Begin PASSAGE GIVEN
Initial Observations from Election Monitors

PRESS RELEASE 31 March 2014

 

We have observed the elections in Istanbul and would like to put on record our concerns about reports of numerous abuses and irregularities that were reported to us on election day at various polling stations.

 

How the HDP did in the elections

 

In Istanbul where we were observing the election, the BDP was standing as part of the HDP, an alliance of progressive social movements and individuals who had united to form the new party in October last year. The candidates for the Beyoglu district of Istanbul were an architect who had been leading opposition to urban redevelopment and the sister of a victim of the Roboski massacre.

 

We demonstrated solidarity with the HDP by joining a team of party members distributing leaflets in the street in the busy shopping district near Taksim.

 

Evaluating the results we were told by a party spokesperson that its performance was not so good, although as a new party its expectations were not so high.

 

As a new party it faced organisational challenges. It also had financial difficulties.

 

The HDP will need to develop its political campaigning to address the concerns of the people and attract more support.

 

However the attitude of the party remains positive and its next challenge will be the election for the presidency in August.

 

The Istanbul candidate for mayor was strong but had to work for the peace process as a film director which had led to his absence from Istanbul, which may have been a factor in the level of support.

 

The HDP got same level of vote as the BDP in 2009 but has still to widen its electoral base.

 

Six BDP Members of Parliament had recently joined the HDP.

 

We were informed that the HDP was a culmination of the political project developed by Abdullah Ocalan of building alliances for the democratic transformation of Turkey. The party had adopted a progressive social agenda including civil rights for minorities in education, healthcare and employment. It had campaigned on the issue of peace as a necessary prerequisite for democratisation.

 

Polling station visit

 

We were privileged to have been granted access to a polling station in central Istanbul which allowed us to witness for ourselves the people going in to record their votes in the ballot boxes.

 

Votes are recorded by stamping the chosen candidate then placing the ballot in a sealed envelope. After a few moments we were obliged to leave after an official from one of the rival parties objected.

 

Irregularities

 

During the polling day itself accusations emerged of people seeing ballot boxes in polling stations already with ballot papers before the doors opened for people to vote.

 

There were further allegations that ballot papers had already been stamped before being handed out.
End PASSAGE GIVEN
Begin LISTED ENTRIES
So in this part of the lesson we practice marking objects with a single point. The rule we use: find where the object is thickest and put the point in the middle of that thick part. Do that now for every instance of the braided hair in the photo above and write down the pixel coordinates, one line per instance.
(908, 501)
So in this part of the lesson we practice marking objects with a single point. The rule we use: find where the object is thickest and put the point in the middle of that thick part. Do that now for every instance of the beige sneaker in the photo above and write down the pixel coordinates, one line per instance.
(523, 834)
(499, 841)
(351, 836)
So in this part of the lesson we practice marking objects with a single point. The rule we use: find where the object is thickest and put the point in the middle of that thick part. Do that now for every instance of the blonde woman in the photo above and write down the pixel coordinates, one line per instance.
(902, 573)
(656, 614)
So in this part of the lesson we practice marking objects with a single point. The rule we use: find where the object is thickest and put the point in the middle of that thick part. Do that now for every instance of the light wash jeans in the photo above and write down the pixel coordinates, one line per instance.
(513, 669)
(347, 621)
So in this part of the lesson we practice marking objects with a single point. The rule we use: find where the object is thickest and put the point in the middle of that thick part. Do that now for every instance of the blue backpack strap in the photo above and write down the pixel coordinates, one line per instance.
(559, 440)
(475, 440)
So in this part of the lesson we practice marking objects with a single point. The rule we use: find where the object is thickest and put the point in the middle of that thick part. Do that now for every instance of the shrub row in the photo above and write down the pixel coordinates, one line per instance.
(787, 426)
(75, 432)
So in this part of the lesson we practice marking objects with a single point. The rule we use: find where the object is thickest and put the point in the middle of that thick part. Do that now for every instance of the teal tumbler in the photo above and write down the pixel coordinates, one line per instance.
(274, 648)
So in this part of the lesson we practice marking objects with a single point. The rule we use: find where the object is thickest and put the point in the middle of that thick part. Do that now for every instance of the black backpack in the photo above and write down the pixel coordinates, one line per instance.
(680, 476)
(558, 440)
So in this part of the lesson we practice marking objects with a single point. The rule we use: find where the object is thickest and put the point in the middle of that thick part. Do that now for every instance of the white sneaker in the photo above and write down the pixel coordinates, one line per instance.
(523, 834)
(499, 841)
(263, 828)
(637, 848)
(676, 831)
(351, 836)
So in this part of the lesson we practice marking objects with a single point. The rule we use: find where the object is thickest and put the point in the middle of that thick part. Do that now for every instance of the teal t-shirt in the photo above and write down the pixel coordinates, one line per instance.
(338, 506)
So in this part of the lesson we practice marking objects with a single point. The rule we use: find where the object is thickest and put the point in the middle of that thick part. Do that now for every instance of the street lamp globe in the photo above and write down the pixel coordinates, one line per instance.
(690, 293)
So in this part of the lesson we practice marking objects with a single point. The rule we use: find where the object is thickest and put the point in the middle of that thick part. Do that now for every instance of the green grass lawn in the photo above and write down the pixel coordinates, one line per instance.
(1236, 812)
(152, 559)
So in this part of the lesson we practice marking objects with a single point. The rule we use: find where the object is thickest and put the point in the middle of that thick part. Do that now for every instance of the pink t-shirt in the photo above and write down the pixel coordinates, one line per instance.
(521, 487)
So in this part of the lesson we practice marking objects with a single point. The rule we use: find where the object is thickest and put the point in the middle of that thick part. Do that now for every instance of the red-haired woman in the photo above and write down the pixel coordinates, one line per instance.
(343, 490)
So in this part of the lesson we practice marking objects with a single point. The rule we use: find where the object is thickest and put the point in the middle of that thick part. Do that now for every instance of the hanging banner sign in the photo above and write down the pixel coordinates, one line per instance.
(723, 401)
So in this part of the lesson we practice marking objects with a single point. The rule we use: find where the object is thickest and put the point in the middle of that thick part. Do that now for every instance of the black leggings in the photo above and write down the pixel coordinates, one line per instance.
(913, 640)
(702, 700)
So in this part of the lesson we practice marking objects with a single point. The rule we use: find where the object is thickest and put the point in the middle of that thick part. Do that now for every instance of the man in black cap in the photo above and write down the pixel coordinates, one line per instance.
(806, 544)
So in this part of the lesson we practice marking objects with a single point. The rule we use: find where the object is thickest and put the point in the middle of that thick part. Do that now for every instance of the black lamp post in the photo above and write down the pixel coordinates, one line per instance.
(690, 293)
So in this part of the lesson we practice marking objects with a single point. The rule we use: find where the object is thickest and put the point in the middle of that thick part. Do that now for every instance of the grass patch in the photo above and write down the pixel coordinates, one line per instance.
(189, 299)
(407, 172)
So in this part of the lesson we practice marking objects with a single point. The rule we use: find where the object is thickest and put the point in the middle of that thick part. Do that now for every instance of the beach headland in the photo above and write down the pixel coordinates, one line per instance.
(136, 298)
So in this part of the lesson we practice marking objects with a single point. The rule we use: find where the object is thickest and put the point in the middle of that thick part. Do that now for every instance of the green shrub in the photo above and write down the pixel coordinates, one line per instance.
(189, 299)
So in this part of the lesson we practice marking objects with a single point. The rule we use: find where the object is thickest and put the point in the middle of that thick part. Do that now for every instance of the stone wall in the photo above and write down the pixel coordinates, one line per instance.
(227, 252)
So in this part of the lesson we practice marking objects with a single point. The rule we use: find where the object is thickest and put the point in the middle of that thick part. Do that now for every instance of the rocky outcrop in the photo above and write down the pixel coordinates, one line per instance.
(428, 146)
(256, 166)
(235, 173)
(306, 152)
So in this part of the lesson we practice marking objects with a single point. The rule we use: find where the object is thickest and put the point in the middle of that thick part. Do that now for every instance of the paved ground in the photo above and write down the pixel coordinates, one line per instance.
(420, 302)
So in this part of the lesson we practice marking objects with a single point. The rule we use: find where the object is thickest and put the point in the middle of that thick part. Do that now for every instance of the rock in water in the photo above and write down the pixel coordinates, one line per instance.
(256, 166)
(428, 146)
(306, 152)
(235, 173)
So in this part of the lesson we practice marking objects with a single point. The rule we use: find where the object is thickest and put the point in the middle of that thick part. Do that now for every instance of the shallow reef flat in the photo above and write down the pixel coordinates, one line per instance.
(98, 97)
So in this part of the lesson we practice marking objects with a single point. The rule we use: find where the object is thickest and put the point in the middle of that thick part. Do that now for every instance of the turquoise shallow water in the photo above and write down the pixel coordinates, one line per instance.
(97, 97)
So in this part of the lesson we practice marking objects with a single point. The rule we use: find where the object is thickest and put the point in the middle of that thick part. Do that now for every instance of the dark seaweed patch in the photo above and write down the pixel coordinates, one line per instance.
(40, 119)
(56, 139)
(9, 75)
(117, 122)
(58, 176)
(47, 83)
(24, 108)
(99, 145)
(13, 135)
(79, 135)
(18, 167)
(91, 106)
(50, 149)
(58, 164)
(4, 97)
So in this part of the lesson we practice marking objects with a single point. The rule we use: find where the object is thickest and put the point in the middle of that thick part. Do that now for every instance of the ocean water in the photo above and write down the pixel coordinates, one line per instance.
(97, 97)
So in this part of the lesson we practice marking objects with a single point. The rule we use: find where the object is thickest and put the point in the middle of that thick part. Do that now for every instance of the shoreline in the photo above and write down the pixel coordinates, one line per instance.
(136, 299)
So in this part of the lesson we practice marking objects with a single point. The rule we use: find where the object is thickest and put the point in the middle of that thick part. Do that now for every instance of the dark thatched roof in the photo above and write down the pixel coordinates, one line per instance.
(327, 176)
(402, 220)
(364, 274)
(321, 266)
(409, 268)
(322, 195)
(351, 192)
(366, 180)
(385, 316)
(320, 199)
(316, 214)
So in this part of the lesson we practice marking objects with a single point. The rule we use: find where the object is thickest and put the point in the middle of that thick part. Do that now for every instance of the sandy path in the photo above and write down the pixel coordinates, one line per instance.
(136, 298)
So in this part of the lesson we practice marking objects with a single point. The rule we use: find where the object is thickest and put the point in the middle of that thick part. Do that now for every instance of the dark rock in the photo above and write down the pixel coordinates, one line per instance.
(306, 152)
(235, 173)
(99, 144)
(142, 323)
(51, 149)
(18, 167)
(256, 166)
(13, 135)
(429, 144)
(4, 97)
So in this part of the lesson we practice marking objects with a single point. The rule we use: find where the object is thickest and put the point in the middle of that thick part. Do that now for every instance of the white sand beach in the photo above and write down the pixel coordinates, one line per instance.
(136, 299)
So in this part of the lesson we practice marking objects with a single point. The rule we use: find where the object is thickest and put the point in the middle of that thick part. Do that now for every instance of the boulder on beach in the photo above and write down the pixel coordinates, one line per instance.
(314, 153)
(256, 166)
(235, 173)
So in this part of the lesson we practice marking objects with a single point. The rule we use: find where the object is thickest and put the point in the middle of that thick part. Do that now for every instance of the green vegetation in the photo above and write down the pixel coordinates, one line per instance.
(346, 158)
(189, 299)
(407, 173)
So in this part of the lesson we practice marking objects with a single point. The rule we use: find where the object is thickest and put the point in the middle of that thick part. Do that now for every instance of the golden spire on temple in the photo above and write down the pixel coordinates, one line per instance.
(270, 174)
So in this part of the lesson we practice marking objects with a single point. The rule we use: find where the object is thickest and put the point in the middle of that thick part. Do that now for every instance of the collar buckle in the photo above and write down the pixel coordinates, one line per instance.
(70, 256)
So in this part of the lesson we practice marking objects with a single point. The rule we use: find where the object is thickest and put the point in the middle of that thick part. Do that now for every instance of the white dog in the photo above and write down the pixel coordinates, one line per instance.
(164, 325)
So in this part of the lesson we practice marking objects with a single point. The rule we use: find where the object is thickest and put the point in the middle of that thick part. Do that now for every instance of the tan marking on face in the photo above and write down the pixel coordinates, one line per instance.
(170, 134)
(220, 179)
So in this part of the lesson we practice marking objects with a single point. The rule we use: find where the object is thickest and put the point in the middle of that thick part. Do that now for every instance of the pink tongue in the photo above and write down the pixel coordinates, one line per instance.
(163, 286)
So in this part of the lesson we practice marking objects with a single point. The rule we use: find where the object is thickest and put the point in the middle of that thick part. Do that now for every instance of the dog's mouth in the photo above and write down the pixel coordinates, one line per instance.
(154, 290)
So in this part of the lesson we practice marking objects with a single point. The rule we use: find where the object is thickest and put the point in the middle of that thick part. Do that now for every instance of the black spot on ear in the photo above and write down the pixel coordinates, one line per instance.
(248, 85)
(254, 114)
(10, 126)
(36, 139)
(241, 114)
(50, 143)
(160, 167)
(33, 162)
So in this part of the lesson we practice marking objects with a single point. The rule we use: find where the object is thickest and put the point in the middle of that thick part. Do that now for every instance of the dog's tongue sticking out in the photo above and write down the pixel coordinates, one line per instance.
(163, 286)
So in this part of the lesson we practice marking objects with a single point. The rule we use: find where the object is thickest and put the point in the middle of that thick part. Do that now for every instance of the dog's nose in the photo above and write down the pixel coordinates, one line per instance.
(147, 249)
End LISTED ENTRIES
▶ TO DO:
Repeat the part of the election monitors' press release from "However the attitude" to "its electoral base.". The records have no connection to the election monitors' press release.

▶ RESPONSE TO THIS EXERCISE:
However the attitude of the party remains positive and its next challenge will be the election for the presidency in August.

 

The Istanbul candidate for mayor was strong but had to work for the peace process as a film director which had led to his absence from Istanbul, which may have been a factor in the level of support.

 

The HDP got same level of vote as the BDP in 2009 but has still to widen its electoral base.